TEXTO PARA LEER:
....

Columna 7
EL MERCADER DE SUEÑOS
Actualizado: 17 jul 2021
Esta es una historia que nunca fue contada públicamente por su protagonista, ni tampoco llevada a un estrado judicial para castigar a los responsables de tan aberrante hecho; pero si conocida por algunos funcionarios muy escépticos y poco competentes, quienes al final la convencieron de no reconocerse como víctima y ser más despierta, para evitar creer en mercaderes de sueños.
Por: Stephanie Castro C. (1)
También yo conocí esta historia de boca de su protagonista, era el mes de septiembre de 2012 y yo me encontraba acompañando a unos funcionarios de las Naciones Unidas en jornadas de prevención sobre una actividad criminal que, aunque poco conocido en aquel momento, ya era evidente en la ciudad de Santa Marta (especialmente, en las zonas de alta afluencia turística), la trata de personas. Recuerdo que visitamos varios colegios públicos con el previo consentimiento y colaboración de coordinadores y rectores y justo al final de la jornada, una estudiante se me acercó y me dijo que ella creía que un familiar suyo podía haber sido víctima de eso que explicábamos antes; acto seguido le di mi número y para mi sorpresa, un día después recibí la llamada de una mujer que quería contarme su historia con la esperanza de que alguien la “tomara en serio”. Así conocí a quien me contó esta historia, la llamaré Camila, ella llegó al conocido café del parque en compañía de su madrina e inició a relatarme todo desde el principio, mientras yo escuchaba con detenimiento al principio, después con asombro.
¿Quién era Camila? Una de esas tantas jovencitas que vivían en una vereda olvidada en el sur del Magdalena, compartiendo un lecho muy humilde con sus padres, abuelos y cinco hermanos más, en condiciones de absoluta pobreza; una niña que desde los doce años acostumbraba a trabajar con su madre en labores del campo para aportar algo en su casa pero que a pesar de todo el esfuerzo, siempre tenía la situación dura porque el poco dinero que ganaban no alcanzaba para lo básico. Ella tuvo que renunciar a sus estudios cuando apenas cursaba quinto de primaria y hasta el momento en que todo inició, su máxima aspiración en la vida era irse como empleada doméstica a una ‘gran ciudad’.
Durante un fin de semana mientras Camila y su madre caminaban por las calles de un municipio cercano en búsqueda de trabajo porque era una mala época de cosecha, reconocieron a una amiga de la infancia de la madre de Camila, quien tras invitarlas a tomar una gaseosa y escuchar sobre sus problemas económicos, les aseguró que tenía un amigo que era muy cercano a los dueños de una acaudalada finca en otro municipio y que ella sabía que estaban buscando una muchacha joven para trabajar en labores domésticas dentro de la misma. Como si se tratara de un inminente milagro, Camila y su madre se llenaron de expectativas por aquel empleo que tanto buscaban y, a pesar de que Camila solo tenía diecisiete años, pensaron que la edad no sería ningún inconveniente para ese tipo de actividad; a final, la mujer les prometió un encuentro con su conocido que se confirmaría vía telefónica.

....

MATERIAL PROPORCIONADO:

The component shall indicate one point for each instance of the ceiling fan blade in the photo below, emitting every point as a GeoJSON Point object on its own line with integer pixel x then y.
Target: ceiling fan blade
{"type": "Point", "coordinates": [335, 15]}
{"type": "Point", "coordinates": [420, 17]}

....

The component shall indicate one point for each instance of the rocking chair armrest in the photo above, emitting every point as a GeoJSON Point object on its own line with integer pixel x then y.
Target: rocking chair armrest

....

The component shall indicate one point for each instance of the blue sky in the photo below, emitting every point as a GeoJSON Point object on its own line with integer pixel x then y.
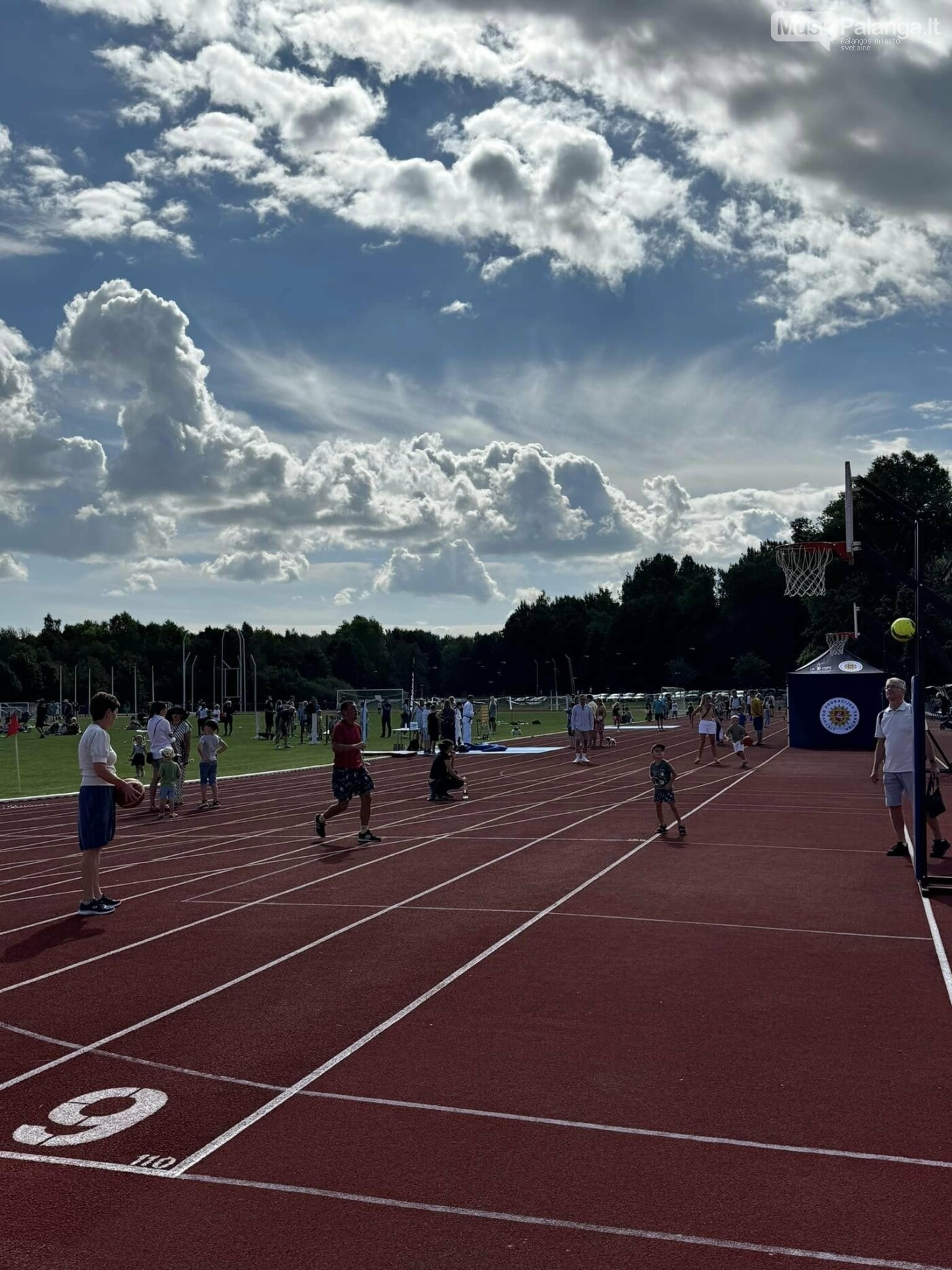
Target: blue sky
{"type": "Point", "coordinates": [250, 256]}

....

TAREAS A REALIZAR:
1. Reproduce sin cambios el pasaje de la columna sobre Camila que va desde "Durante un fin" hasta "confirmaría vía telefónica.".
2. Retoma la columna sobre Camila y prosigue el relato a partir de su última oración.
Los registros provienen de una fuente distinta de la columna sobre Camila.

RESPUESTAS:
1.
Durante un fin de semana mientras Camila y su madre caminaban por las calles de un municipio cercano en búsqueda de trabajo porque era una mala época de cosecha, reconocieron a una amiga de la infancia de la madre de Camila, quien tras invitarlas a tomar una gaseosa y escuchar sobre sus problemas económicos, les aseguró que tenía un amigo que era muy cercano a los dueños de una acaudalada finca en otro municipio y que ella sabía que estaban buscando una muchacha joven para trabajar en labores domésticas dentro de la misma. Como si se tratara de un inminente milagro, Camila y su madre se llenaron de expectativas por aquel empleo que tanto buscaban y, a pesar de que Camila solo tenía diecisiete años, pensaron que la edad no sería ningún inconveniente para ese tipo de actividad; a final, la mujer les prometió un encuentro con su conocido que se confirmaría vía telefónica.

2.
Tres días después de que vieron a la amiga de su madre, recibieron la llamada de un hombre que se identificó como Samir y les dijo que visitaría el municipio al día siguiente y podía explicarles mejor lo del trabajo. Al día siguiente, Camila y su madre conocieron a un hombre que se mostró muy amable y educado; este les aseguró que era agrónomo y que trabajaba para varias fincas de la región, además de ser muy allegado a un acaudalado afincado de un municipio no tan lejano. Por último, les habló del trabajo asegurándoles que necesitaban urgente una muchacha de confianza que conociera labores del campo para que trabajara bajo su supervisión dentro de la finca; las condiciones no podían ser mejores: trabajaría ocho horas diarias de lunes a sábado, los domingos serían días libres y ganaría un salario mínimo mensual más las prestaciones de ley, una suma de dinero y beneficios que para personas sin educación y acostumbradas a la miseria absoluta, como Camila y su madre, resultaba ser bastante generosa. Yo todavía recuerdo las palabras de Camila en esta parte del relato: “eso era como alcanzar el cielo”.
Camila aceptó de inmediato la oferta laboral y acordaron que en tres días ella viajaría hacia un municipio donde él la esperaría para llevarla a la finca donde trabajaría; como un gesto de colaboración, Samir le entregó a la madre de Camila doscientos mil pesos para los gastos de transporte intermunicipal (que costaba mucho menos) y para comprar un mercado, diciéndoles que ese era un gesto noble porque a él la vida seguramente “se los compensaría”. Ella y su madre estaban tan agradecidas, que solo vieron en el hombre a un gran ser humano que las ayudaría a cumplir un gran sueño, ese de tener un trabajo digno para poder proveer de alimentos a su familia y garantizar a su padre inválido la atención por una EPS. Camila finalmente llegó al municipio indicado y recordó que cuando Samir la encontró, solo le preguntó si alguien conocido venía con ella, y tras responder un “no” con absoluta confianza, él la invitó a subir a una camioneta y partieron rumbo al lugar del supuesto trabajo. Después de una hora y media de trayecto, Camila notó sospechoso el hecho de que aún no llegasen al municipio cercano sino que tomaran una vía que los dirigía a otros municipios; cuando ella le preguntó, el hombre le dijo que la finca quedaba alejada pero que no había de que preocuparse, a pesar de que les tomó casi tres horas llegar a la finca.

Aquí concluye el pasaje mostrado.